### Условие задания
Выпишите все фамилии людей, которые есть в отрывке о Грузино.

═══ Отрывок текста

Советский комментатор этого пылал гневом: «Сочинитель «Поездки в Грузино» изливался в лирических восторгах перед заведенными там человеконенавистническими порядками. Его не возмущала чудовищная регламентация жизни в военных поселениях – он только восхищался дорогами. Свиньина не волнует, что в тех местах, которые он проезжает, ежечастно попирается человеческое… Для большинства русских писателей той поры Грузино было символом воцарившейся в России реакции. Они не могли публично заклеймить Аракчеева и аракчеевщину, зато они красноречиво молчали»  (Бочков В.Н. «Скажи: которая Татьяна?»- М., 1990.- С. 81) и т.п.

══════
═══ Исходные строки

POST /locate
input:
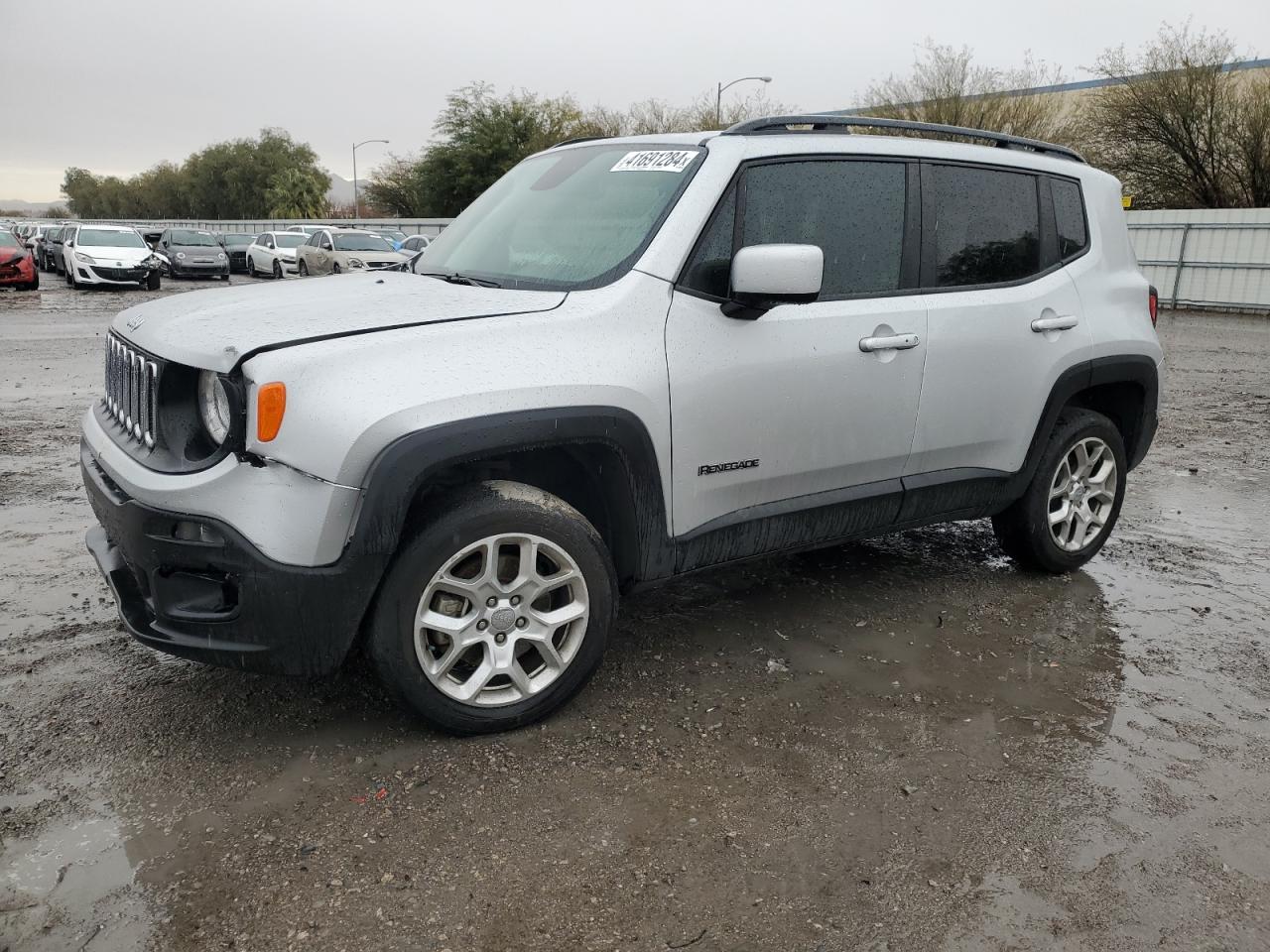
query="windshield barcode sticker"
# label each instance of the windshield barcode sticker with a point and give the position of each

══════

### Готовый ответ
Свиньин, Аракчеев, Бочков.